[Document excerpt]:

= = = = =

Autodesk Design and Product Design Suite Review, by Benjamin Lloyd

For this review, I ran all software on Windows 7 with updates and current drivers. Test machines:

Unibody Macbook Pro with a Intel Core2duo and 256MB GeForce 9400M
HP Workstation with a AMD Phenom (quad) with a 1GB nvidia GeForce 9600

If you haven’t heard, Autodesk is now offering software bundles or “suites.” Each suite wraps a handful of Autodesk Products into an industry-specific package. Standard, Premium and Ultimate editions add products while increasing the (discounted versus retail) price. I was given Ultimate editions of the Design and Product Design suites for evaluation.

Autodesk Design includes Sketchbook Designer (previously known as Alias Sketch), Alias Design, 3D Studio Max, Inventor Fusion, Showcase and Mudbox. Autodesk Product Design adds AutoCAD and Inventor Pro. It would be impossible to review all of these software products in depth, so instead I will share my experiences using these products as an integrated suite of tools within an industrial design workflow.

= = = = =

[Dataset section]:

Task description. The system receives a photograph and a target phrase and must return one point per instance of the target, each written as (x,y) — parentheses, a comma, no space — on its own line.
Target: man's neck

= = = = =

[Exercise requirements]:
[1] Transcribe the Autodesk suite review from "Unibody Macbook Pro" to "industrial design workflow.".
[2] According to the Autodesk suite review, which products does Autodesk Product Design add to those in Autodesk Design?
[3] Write the next part of the Autodesk suite review, continuing from its last sentence.

[Written answers]:
[1]
Unibody Macbook Pro with a Intel Core2duo and 256MB GeForce 9400M
HP Workstation with a AMD Phenom (quad) with a 1GB nvidia GeForce 9600

If you haven’t heard, Autodesk is now offering software bundles or “suites.” Each suite wraps a handful of Autodesk Products into an industry-specific package. Standard, Premium and Ultimate editions add products while increasing the (discounted versus retail) price. I was given Ultimate editions of the Design and Product Design suites for evaluation.

Autodesk Design includes Sketchbook Designer (previously known as Alias Sketch), Alias Design, 3D Studio Max, Inventor Fusion, Showcase and Mudbox. Autodesk Product Design adds AutoCAD and Inventor Pro. It would be impossible to review all of these software products in depth, so instead I will share my experiences using these products as an integrated suite of tools within an industrial design workflow.

[2] AutoCAD and Inventor Pro.

[3]
To begin, I assigned myself the task of designing a wireless desktop speaker. Instead of opening Sketchbook Pro to begin concept sketching, I launched Sketchbook Designer. This is Autodesk’s next generation digital sketching tool that builds upon the look and feel of Sketchbook Pro while adding many features and tools. The most notable being full vector sketching: point based, editable, fluid—almost unbelievable. If you’ve ever danced the ctrl-z sketch dance: sketch, undo, sketch, undo, sketch…It’s a breath of fresh air to throw down a clean line, click, drag nudge and continue. It takes some time to adjust to this new way to sketch, but once I got it I was sold.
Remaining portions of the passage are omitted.